However, it was depressing that the government depended more on the central bank borrowing instead of commercial banks. This scenario, according to economic pundits, did not support the government’s efforts to tame inflation and pull the poor out of acute poverty. Since last year, the central bank has time and again advised the government to reduce its dependence on bank borrowing, especially the SBP, in order to control inflation and support monetary policy.

According to the bank, the excessive borrowing from the SBP spurs inflationary pressure in the economy due to excessive money circulation.

According to the bank’s latest monetary snapshot, currency in circulation during the period under review increased by 84 per cent to Rs142.52 billion from Rs77.41 billion in the same period of the last fiscal.

Few months back, the central bank also asked the government that the fiscal deficit be contained in years ahead to reduce the risk of crowding out of the private investment. Besides, it should also retire borrowing from the banking system particularly from the SBP.

Economists believe that expansionary government fiscal policy is also considered as a source of diluting effects of the SBP tight monetary policy formulated for capping high inflation. It is feared that running a loose fiscal policy may crowd out private investment in the country. Despite the banks advice, borrowing from the central bank is going up and up. Though public spending help in developing right infrastructure for encouraging private investment, however if increase in government spending is not accompanied by increase in government revenue and proportionate increase in real GDP, it creates public debt and inflation respectively. The higher public spending may put upward pressure on the interest rates and thus discourage private investors to invest.

**DATA RECORDS:**

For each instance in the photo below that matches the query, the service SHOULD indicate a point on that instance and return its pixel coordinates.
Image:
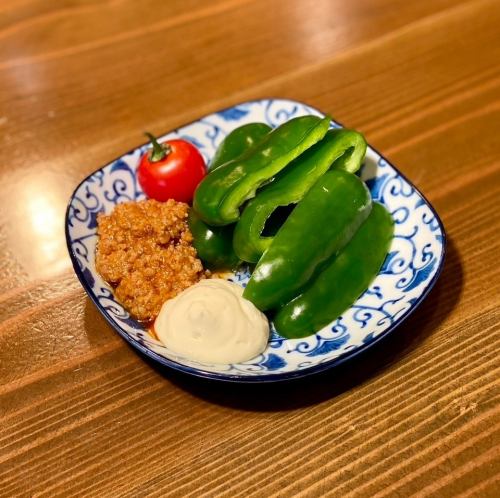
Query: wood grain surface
(82, 414)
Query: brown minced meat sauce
(145, 252)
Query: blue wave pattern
(414, 258)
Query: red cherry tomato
(171, 170)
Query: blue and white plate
(409, 272)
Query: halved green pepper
(318, 228)
(342, 280)
(220, 194)
(214, 245)
(237, 142)
(345, 148)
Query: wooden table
(82, 414)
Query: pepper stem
(160, 151)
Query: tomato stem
(160, 151)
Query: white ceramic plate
(409, 272)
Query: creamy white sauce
(211, 322)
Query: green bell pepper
(319, 227)
(214, 244)
(237, 142)
(342, 280)
(344, 148)
(220, 194)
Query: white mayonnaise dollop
(211, 322)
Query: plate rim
(266, 378)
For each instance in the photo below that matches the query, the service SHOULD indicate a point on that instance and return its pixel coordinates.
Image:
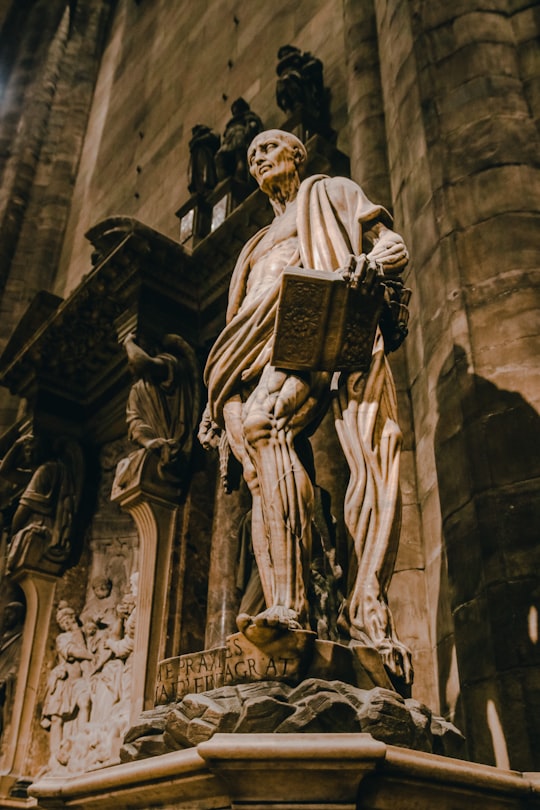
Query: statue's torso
(277, 249)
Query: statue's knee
(257, 427)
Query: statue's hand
(209, 433)
(389, 252)
(361, 273)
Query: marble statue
(41, 529)
(10, 645)
(231, 158)
(88, 701)
(163, 402)
(66, 708)
(266, 412)
(300, 83)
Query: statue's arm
(388, 249)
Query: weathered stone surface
(149, 722)
(386, 717)
(446, 738)
(315, 706)
(261, 714)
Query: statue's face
(102, 588)
(67, 621)
(271, 156)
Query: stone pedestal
(154, 505)
(319, 772)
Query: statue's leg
(277, 410)
(232, 414)
(367, 427)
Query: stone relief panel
(86, 706)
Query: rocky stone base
(315, 706)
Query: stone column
(39, 589)
(155, 508)
(463, 148)
(370, 168)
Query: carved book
(323, 324)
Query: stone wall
(167, 67)
(463, 156)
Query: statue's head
(102, 587)
(274, 156)
(65, 616)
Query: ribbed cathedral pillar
(463, 150)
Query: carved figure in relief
(41, 529)
(66, 708)
(267, 413)
(300, 83)
(101, 605)
(231, 158)
(163, 403)
(121, 642)
(202, 167)
(10, 646)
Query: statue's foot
(269, 624)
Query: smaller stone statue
(231, 160)
(10, 645)
(100, 607)
(66, 708)
(202, 169)
(41, 529)
(300, 84)
(163, 403)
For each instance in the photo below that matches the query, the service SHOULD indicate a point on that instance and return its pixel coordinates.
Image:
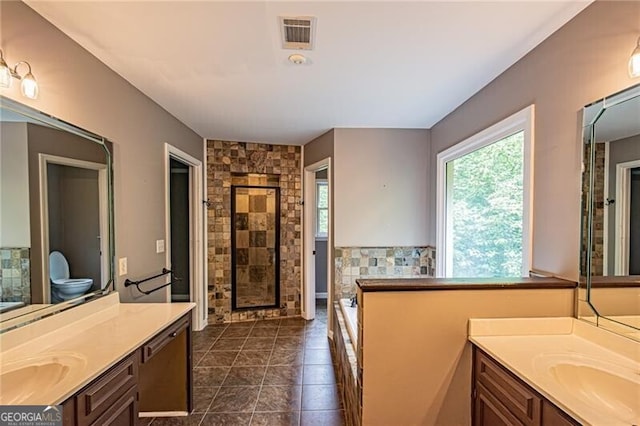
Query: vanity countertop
(89, 339)
(590, 373)
(430, 284)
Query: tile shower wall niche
(15, 281)
(352, 263)
(234, 163)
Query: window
(322, 209)
(484, 202)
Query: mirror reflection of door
(74, 220)
(634, 222)
(179, 219)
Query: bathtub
(351, 320)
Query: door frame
(309, 284)
(623, 210)
(197, 285)
(103, 206)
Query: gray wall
(582, 62)
(381, 175)
(78, 88)
(14, 186)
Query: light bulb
(634, 62)
(5, 74)
(29, 86)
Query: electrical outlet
(122, 266)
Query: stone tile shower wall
(224, 159)
(597, 254)
(15, 275)
(352, 263)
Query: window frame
(319, 236)
(522, 121)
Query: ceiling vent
(298, 32)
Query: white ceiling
(219, 66)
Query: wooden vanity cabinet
(500, 398)
(155, 377)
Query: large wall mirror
(610, 262)
(56, 215)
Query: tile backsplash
(352, 263)
(15, 278)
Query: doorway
(184, 232)
(634, 223)
(179, 234)
(627, 211)
(318, 247)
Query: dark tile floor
(271, 373)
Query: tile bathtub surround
(352, 263)
(15, 278)
(226, 160)
(347, 368)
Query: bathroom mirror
(56, 215)
(610, 261)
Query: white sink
(21, 379)
(610, 389)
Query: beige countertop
(563, 359)
(94, 337)
(432, 284)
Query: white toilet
(62, 287)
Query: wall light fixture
(28, 85)
(634, 61)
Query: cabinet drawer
(124, 412)
(489, 411)
(153, 346)
(552, 416)
(100, 395)
(518, 398)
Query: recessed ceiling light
(298, 59)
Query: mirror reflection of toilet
(62, 286)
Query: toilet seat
(62, 286)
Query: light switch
(122, 266)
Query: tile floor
(271, 373)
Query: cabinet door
(520, 400)
(488, 411)
(124, 412)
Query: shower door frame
(234, 291)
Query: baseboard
(163, 414)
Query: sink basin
(21, 379)
(610, 389)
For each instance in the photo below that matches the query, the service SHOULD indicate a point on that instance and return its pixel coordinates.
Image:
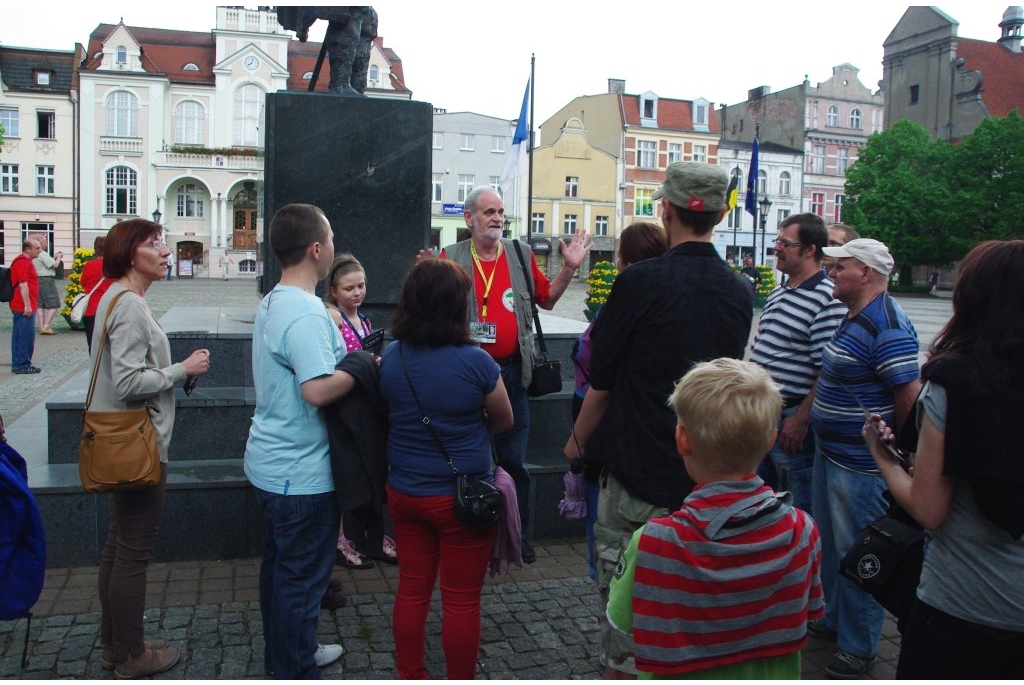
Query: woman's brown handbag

**WRITTEN EXERCISE:** Render this sentence from the passage on government borrowing into Spanish: "According to the bank, the excessive borrowing from the SBP spurs inflationary pressure in the economy due to excessive money circulation." Work only from the passage on government borrowing, not from the listing.

**SOLUTION FOR THIS TASK:** Según el banco, el endeudamiento excesivo con el SBP impulsa la presión inflacionaria en la economía debido a la excesiva circulación de dinero.